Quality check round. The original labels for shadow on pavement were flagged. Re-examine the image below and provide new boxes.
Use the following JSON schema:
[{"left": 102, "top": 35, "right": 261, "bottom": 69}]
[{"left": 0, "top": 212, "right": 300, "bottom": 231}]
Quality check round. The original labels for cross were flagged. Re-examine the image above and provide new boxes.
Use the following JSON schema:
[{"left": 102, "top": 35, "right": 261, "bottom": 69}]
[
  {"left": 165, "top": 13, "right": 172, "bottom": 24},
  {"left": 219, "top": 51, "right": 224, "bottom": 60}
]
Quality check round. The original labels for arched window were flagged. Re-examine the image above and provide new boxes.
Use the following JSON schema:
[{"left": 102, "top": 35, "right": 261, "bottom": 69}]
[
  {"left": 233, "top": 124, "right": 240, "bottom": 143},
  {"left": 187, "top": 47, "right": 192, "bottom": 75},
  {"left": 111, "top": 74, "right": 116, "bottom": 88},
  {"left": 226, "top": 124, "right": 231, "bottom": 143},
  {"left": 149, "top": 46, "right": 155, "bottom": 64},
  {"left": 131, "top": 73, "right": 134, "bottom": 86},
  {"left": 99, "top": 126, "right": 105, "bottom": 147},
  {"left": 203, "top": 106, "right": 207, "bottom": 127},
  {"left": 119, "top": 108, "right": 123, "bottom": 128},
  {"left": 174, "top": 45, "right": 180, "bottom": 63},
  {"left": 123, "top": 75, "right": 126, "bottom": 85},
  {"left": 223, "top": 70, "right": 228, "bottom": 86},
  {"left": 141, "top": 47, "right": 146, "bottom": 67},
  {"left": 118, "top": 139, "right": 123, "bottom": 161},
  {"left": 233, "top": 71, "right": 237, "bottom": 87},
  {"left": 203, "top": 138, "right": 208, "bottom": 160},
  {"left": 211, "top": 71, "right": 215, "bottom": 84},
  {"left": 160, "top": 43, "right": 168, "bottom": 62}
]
============
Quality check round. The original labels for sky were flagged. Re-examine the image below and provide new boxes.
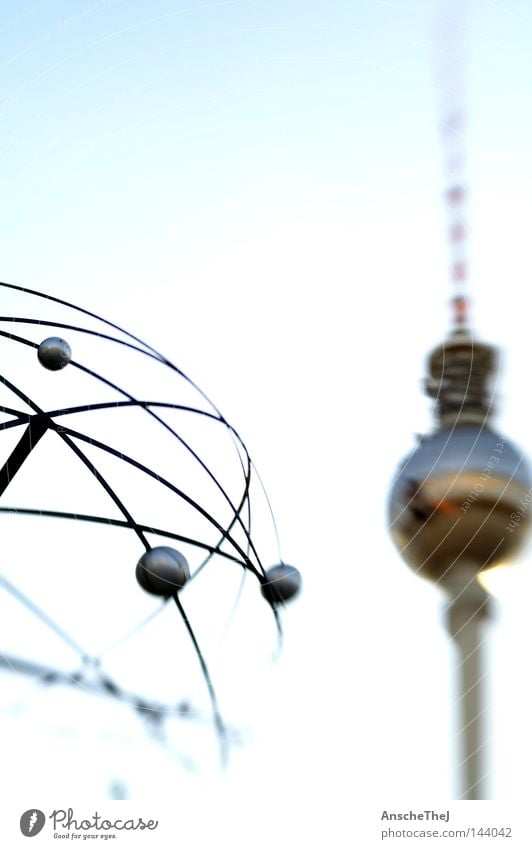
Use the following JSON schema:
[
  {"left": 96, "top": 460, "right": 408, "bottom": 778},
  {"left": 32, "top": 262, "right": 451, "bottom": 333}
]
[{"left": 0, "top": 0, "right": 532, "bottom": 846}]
============
## Instruction
Please count the lines in the records above that contain the string "provide", and reply with only that number.

## Exercise solution
4